=== Records supplied ===
*** Block opens ***
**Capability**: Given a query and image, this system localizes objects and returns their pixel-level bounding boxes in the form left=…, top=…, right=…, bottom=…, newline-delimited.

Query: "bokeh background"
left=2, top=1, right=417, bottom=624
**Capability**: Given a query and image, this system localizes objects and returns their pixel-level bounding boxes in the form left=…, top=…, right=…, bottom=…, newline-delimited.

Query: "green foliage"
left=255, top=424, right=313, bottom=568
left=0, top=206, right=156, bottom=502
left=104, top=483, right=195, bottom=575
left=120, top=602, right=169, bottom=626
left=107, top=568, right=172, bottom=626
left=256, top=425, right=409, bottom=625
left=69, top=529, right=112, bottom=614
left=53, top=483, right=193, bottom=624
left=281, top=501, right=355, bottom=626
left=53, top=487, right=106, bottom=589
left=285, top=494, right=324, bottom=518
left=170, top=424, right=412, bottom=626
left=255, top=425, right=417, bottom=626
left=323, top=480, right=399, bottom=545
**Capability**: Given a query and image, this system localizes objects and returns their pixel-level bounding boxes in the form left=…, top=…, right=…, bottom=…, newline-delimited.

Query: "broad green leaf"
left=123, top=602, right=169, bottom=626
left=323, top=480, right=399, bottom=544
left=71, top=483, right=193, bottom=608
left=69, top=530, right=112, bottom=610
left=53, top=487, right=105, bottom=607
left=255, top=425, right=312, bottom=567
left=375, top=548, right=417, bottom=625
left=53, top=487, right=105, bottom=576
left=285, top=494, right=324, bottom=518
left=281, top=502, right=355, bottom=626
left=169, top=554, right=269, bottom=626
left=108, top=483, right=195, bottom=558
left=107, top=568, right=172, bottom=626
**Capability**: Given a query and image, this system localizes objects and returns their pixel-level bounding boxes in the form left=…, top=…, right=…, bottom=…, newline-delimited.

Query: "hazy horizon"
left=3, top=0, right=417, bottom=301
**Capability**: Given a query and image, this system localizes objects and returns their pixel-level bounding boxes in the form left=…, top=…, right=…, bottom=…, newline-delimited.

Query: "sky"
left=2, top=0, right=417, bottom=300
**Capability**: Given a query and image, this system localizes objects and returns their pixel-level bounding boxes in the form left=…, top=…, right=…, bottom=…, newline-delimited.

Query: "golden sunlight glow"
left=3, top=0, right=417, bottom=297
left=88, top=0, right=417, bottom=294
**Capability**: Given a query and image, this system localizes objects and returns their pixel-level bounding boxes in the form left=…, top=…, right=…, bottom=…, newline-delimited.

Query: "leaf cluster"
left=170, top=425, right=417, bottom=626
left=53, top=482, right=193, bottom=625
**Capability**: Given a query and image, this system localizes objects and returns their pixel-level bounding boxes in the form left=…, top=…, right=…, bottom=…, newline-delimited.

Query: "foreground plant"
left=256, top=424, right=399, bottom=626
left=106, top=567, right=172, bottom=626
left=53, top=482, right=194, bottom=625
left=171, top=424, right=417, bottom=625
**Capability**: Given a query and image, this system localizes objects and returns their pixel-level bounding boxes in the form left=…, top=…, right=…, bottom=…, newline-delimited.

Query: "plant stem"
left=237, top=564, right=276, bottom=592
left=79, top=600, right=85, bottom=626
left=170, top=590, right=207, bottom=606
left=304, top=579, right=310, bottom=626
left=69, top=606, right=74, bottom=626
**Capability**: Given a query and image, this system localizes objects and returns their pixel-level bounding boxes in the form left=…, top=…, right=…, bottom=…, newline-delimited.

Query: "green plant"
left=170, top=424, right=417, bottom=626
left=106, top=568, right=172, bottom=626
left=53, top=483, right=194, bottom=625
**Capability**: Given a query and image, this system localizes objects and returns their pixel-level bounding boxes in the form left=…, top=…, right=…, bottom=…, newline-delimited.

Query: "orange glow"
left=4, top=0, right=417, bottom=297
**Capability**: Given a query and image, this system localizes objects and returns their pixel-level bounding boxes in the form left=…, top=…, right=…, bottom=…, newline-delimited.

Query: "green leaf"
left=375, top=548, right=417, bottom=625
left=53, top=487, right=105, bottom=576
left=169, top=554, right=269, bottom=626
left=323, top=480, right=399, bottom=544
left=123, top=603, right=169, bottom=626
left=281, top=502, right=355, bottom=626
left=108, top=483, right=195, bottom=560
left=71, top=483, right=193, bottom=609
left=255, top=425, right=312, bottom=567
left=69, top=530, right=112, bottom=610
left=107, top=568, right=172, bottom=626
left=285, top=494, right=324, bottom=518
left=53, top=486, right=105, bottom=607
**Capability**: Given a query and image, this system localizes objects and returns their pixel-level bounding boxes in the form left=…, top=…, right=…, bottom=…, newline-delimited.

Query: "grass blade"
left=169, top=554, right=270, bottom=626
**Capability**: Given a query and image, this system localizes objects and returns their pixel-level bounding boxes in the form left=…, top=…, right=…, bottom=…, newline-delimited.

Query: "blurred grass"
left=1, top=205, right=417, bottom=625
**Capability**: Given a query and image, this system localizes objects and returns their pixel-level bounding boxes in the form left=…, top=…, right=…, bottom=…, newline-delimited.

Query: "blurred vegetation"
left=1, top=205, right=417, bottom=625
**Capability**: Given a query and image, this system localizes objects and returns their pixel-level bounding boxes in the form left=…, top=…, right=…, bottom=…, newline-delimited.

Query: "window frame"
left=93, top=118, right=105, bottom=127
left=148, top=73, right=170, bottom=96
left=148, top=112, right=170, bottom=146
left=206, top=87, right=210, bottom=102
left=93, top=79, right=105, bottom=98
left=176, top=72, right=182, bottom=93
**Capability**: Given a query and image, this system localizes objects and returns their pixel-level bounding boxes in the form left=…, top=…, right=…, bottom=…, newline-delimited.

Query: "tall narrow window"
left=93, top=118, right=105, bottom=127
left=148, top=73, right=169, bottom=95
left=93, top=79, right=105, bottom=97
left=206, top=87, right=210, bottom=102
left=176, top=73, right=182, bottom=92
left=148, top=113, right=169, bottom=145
*** Block closes ***
=== Task item ===
Return each entry exactly. Leave none out.

=== Expected answer ===
**Capability**: Given a query and image, this system localizes objects and returns their pixel-level bounding boxes in the form left=…, top=…, right=…, bottom=…, newline-delimited.

Query: "bokeh background"
left=2, top=1, right=417, bottom=624
**Capability**: Given a query and image, this system localizes objects and returns their pixel-level bounding boxes in the form left=…, top=…, right=…, bottom=…, newline-delimited.

Query: "green foliage"
left=255, top=424, right=313, bottom=568
left=0, top=206, right=156, bottom=502
left=104, top=483, right=195, bottom=575
left=120, top=602, right=169, bottom=626
left=107, top=568, right=172, bottom=626
left=256, top=425, right=409, bottom=625
left=69, top=529, right=112, bottom=614
left=53, top=483, right=193, bottom=624
left=281, top=501, right=355, bottom=626
left=53, top=487, right=106, bottom=589
left=285, top=494, right=324, bottom=518
left=170, top=424, right=412, bottom=626
left=255, top=425, right=417, bottom=626
left=323, top=480, right=399, bottom=545
**Capability**: Given a query and image, this system localizes objects and returns their pixel-level bounding boxes in the form left=…, top=…, right=…, bottom=…, newline-delimited.

Query: "broad green leaf"
left=123, top=602, right=169, bottom=626
left=323, top=480, right=399, bottom=544
left=71, top=483, right=193, bottom=608
left=69, top=530, right=112, bottom=610
left=53, top=487, right=105, bottom=607
left=255, top=425, right=312, bottom=567
left=375, top=548, right=417, bottom=625
left=53, top=487, right=105, bottom=576
left=285, top=494, right=324, bottom=518
left=281, top=502, right=355, bottom=626
left=169, top=554, right=269, bottom=626
left=108, top=483, right=195, bottom=558
left=107, top=568, right=172, bottom=626
**Capability**: Given a query and image, this system localizes objects and returns their pixel-level bounding boxes in the form left=…, top=…, right=…, bottom=…, newline-delimited.

Query: "hazy horizon"
left=3, top=0, right=417, bottom=301
**Capability**: Given a query and image, this system localizes objects and returns their pixel-level bounding boxes in the form left=…, top=…, right=…, bottom=…, newline-delimited.

Query: "sky"
left=2, top=0, right=417, bottom=300
**Capability**: Given a query and image, this system localizes objects and returns their pixel-level bounding boxes in the form left=…, top=…, right=…, bottom=…, newline-delimited.

Query: "golden sunlight glow"
left=3, top=0, right=417, bottom=297
left=88, top=0, right=417, bottom=294
**Capability**: Given a query and image, this system localizes objects and returns their pixel-level bounding boxes in the form left=…, top=…, right=…, bottom=…, newline-delimited.

Query: "leaf cluster"
left=170, top=425, right=417, bottom=626
left=53, top=482, right=193, bottom=625
**Capability**: Given a query and image, this system localizes objects and returns their pixel-level bounding boxes in the form left=…, top=…, right=…, bottom=…, newline-delimited.

Query: "foreground plant"
left=256, top=424, right=399, bottom=626
left=106, top=567, right=172, bottom=626
left=53, top=482, right=194, bottom=625
left=171, top=424, right=417, bottom=625
**Capability**: Given a query and image, this system localizes objects and returns their pixel-level bounding boxes in the form left=…, top=…, right=…, bottom=…, newline-delimited.

Query: "plant stem"
left=237, top=564, right=276, bottom=592
left=79, top=600, right=85, bottom=626
left=170, top=590, right=207, bottom=606
left=304, top=579, right=310, bottom=626
left=69, top=606, right=74, bottom=626
**Capability**: Given a query and image, this system localizes objects and returns their pixel-level bounding boxes in the form left=…, top=…, right=…, bottom=…, newline-delimited.

Query: "green plant"
left=170, top=424, right=417, bottom=626
left=106, top=568, right=172, bottom=626
left=53, top=483, right=194, bottom=625
**Capability**: Given a query and image, this system localizes objects and returns their pixel-level bounding boxes in the form left=…, top=…, right=…, bottom=…, newline-delimited.

Query: "orange glow"
left=4, top=0, right=417, bottom=297
**Capability**: Given a query and image, this system localizes objects and returns their pixel-level bounding boxes in the form left=…, top=…, right=…, bottom=…, newline-delimited.

Query: "green leaf"
left=375, top=548, right=417, bottom=625
left=53, top=487, right=105, bottom=576
left=169, top=554, right=269, bottom=626
left=323, top=480, right=399, bottom=544
left=123, top=603, right=169, bottom=626
left=281, top=502, right=355, bottom=626
left=108, top=483, right=195, bottom=560
left=71, top=483, right=193, bottom=609
left=255, top=425, right=312, bottom=567
left=69, top=530, right=112, bottom=610
left=107, top=568, right=172, bottom=626
left=285, top=494, right=324, bottom=518
left=53, top=486, right=105, bottom=607
**Capability**: Given a query and image, this system localizes objects and returns their pixel-level bounding boxes in the form left=…, top=…, right=…, bottom=…, newline-delimited.

Query: "grass blade"
left=169, top=554, right=270, bottom=626
**Capability**: Given a query and image, this system localizes objects and returns their pixel-level bounding boxes in the form left=…, top=…, right=…, bottom=…, newline-delimited.

Query: "blurred grass"
left=1, top=205, right=417, bottom=625
**Capability**: Given a query and image, this system localizes objects and returns their pixel-level bounding boxes in the form left=…, top=…, right=…, bottom=…, newline-delimited.

Query: "blurred vegetation"
left=1, top=205, right=417, bottom=625
**Capability**: Given a query and image, this system localizes objects and returns their pixel-level bounding boxes in the form left=…, top=…, right=…, bottom=…, newline-delimited.

Query: "window frame"
left=93, top=118, right=105, bottom=127
left=148, top=73, right=170, bottom=96
left=148, top=112, right=170, bottom=146
left=206, top=87, right=210, bottom=102
left=93, top=79, right=105, bottom=98
left=176, top=72, right=182, bottom=93
**Capability**: Given a query and image, this system localizes objects and returns their pixel-level bounding boxes in the form left=…, top=…, right=…, bottom=…, newline-delimited.

Query: "tall narrow window"
left=93, top=118, right=105, bottom=127
left=148, top=73, right=169, bottom=95
left=93, top=79, right=105, bottom=97
left=206, top=87, right=210, bottom=102
left=176, top=73, right=182, bottom=92
left=148, top=113, right=169, bottom=145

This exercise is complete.